Text shown
■ ■ ■ ■

Ivan (1932, Alexander Dovzhenko)

Early on, the movie is doing those things I’ve seen Dovzhenko do before – have actors pose, standing stock still, having the camera do crazy stuff with the horizon line. Movie is divided into sections, and seems to be the same tiresome Russian plot about how work is so wonderful and the shock workers are greatest of all, and everyone spends their spare time in union meetings.

I didn’t follow all the story or characters, hence all the heavy quoting below, but I got that there’s a good-looking shock worker named Ivan with a slacker father named Stepan (S. Shkurat, Uncle Opanas in Earth). While Ivan works on building a giant dam, Stepan fishes from a scaffold platform. I loved this guy – not because I’m in favor of laziness, but he seemed less brainwashed and adds a welcome comic touch to the propagandistic proceedings.

■ ■ ■ ■

Instructions to follow
For each statement about the write-up on Ivan, answer yes or no and quote the words from the write-up that decide it: 1. Stepan is Ivan's father. 2. Ivan fishes from a scaffold platform. 3. The movie is divided into sections. The listing after the text plays no part here.

■ ■ ■ ■

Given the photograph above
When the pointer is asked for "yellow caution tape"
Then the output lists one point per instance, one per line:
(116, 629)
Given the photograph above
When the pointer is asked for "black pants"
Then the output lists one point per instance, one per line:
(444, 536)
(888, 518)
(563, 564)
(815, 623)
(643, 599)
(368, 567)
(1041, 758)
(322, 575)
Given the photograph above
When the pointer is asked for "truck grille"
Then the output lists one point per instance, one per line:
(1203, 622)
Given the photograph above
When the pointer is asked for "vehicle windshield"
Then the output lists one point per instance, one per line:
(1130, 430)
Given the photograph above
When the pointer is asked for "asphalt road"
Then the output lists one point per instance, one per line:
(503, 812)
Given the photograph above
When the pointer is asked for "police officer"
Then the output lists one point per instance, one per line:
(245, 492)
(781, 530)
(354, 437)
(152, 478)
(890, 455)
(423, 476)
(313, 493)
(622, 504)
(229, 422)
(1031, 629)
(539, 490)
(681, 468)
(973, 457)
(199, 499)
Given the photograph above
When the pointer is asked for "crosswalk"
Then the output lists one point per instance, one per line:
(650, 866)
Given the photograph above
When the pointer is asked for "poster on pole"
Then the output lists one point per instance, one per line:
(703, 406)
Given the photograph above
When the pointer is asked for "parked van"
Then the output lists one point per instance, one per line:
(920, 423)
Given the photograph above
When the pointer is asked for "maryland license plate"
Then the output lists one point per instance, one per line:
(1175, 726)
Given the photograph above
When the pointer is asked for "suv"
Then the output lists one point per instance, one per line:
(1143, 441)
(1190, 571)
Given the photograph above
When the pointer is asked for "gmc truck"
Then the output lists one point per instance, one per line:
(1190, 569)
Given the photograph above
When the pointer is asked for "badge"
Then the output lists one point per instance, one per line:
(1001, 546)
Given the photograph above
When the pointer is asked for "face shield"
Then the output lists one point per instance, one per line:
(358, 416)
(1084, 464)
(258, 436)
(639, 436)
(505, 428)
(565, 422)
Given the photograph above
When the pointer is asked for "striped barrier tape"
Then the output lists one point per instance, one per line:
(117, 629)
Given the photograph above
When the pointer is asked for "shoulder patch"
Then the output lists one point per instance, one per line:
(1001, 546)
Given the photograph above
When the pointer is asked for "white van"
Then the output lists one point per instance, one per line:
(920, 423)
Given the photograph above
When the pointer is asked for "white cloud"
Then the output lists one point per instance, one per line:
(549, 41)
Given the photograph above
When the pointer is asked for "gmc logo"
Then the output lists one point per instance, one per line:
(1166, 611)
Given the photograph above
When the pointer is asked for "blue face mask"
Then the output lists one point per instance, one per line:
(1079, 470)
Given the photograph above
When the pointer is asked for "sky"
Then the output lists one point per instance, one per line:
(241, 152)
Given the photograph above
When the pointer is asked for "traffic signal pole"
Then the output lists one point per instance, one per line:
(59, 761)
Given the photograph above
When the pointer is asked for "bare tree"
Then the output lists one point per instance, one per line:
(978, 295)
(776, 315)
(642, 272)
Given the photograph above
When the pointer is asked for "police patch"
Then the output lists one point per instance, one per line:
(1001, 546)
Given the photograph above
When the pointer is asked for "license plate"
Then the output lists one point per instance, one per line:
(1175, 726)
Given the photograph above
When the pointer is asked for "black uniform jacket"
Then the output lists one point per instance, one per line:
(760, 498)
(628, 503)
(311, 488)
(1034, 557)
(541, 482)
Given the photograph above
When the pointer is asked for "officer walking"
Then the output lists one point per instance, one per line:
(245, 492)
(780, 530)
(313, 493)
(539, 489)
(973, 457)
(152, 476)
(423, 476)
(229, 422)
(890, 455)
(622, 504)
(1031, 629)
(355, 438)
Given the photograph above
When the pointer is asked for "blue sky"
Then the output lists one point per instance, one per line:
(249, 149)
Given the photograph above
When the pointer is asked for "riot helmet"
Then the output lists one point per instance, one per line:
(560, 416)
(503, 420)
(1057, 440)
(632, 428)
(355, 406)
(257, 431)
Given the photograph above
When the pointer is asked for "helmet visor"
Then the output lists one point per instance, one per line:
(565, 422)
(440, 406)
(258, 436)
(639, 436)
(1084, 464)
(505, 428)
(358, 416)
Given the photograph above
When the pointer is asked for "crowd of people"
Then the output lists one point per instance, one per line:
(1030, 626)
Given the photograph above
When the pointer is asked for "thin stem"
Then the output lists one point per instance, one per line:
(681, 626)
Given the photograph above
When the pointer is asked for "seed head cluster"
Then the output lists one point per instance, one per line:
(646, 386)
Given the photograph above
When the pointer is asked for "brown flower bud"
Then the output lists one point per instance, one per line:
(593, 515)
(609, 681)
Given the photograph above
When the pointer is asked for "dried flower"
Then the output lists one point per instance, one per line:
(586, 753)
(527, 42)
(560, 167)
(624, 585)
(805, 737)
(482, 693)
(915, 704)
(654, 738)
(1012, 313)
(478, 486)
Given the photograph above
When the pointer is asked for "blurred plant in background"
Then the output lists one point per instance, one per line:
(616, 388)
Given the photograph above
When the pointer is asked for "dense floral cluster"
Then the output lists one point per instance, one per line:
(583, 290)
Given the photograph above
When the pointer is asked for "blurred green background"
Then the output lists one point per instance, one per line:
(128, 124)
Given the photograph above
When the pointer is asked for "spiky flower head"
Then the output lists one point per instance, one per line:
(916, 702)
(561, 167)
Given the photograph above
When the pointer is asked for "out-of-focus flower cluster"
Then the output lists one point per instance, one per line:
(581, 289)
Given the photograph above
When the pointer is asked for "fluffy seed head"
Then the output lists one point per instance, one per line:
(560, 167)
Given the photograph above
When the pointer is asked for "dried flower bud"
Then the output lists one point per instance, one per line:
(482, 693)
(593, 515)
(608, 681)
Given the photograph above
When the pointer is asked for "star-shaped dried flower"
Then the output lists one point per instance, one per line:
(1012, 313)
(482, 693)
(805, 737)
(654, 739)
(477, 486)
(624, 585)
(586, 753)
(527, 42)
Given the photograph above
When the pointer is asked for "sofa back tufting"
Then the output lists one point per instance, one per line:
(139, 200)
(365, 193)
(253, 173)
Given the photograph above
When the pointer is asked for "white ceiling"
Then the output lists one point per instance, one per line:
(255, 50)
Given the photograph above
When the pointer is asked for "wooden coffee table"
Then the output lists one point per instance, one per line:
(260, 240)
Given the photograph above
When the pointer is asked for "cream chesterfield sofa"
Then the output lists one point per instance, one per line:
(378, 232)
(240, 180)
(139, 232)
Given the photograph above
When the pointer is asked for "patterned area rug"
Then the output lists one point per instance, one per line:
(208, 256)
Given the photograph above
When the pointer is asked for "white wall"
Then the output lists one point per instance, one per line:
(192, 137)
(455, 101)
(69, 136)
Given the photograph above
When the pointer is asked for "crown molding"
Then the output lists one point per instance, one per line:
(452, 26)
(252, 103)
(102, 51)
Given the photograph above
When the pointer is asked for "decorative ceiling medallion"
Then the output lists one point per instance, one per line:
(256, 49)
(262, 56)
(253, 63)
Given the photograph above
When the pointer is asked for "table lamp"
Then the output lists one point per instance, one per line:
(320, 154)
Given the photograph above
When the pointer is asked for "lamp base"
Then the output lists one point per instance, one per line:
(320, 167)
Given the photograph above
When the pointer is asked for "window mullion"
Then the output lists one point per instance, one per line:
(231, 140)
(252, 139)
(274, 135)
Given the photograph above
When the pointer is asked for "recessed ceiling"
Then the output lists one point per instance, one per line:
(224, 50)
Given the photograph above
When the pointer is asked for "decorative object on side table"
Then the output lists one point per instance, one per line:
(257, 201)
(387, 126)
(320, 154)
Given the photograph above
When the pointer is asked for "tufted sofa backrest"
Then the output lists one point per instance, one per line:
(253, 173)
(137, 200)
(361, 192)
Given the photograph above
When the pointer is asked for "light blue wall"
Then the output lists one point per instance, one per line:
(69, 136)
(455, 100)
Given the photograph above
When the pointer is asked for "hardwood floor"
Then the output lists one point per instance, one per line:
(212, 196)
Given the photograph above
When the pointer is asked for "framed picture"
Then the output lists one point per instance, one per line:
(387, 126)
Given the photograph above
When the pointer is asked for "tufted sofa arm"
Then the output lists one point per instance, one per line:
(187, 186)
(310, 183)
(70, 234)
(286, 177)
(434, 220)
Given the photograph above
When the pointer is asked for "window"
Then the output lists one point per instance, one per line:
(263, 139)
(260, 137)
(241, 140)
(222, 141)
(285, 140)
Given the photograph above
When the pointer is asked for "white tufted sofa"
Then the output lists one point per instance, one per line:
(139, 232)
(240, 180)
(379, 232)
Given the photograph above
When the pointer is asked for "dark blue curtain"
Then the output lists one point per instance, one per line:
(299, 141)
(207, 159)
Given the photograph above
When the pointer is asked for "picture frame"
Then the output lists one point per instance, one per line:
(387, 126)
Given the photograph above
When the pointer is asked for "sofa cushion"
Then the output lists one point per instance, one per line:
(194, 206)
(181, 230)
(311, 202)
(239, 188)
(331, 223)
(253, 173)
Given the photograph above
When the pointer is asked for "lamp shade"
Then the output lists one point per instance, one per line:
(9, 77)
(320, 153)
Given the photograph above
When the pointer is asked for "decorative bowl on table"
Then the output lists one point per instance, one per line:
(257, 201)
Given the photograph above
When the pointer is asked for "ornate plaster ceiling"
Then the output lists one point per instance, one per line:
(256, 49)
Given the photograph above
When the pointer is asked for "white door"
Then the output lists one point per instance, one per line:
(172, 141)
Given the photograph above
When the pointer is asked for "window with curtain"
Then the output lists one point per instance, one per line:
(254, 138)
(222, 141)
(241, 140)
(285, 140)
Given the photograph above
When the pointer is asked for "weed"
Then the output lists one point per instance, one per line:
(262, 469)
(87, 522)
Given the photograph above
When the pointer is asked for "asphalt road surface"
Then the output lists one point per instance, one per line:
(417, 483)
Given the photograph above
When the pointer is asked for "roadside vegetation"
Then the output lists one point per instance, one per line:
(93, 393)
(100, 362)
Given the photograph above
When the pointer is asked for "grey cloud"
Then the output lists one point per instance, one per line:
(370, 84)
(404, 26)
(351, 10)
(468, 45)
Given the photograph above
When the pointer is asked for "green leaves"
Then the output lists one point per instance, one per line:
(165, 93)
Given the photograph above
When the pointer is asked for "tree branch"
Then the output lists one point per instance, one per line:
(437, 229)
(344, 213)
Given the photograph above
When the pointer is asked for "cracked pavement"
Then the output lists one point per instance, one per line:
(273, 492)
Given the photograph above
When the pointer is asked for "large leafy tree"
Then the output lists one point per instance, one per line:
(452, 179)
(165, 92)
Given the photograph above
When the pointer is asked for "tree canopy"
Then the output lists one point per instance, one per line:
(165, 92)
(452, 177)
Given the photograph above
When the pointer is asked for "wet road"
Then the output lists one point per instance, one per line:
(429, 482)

■ ■ ■ ■

Output for this exercise
1. Yes: "a good-looking shock worker named Ivan with a slacker father named Stepan"
2. No: "While Ivan works on building a giant dam, Stepan fishes from a scaffold platform."
3. Yes: "Movie is divided into sections"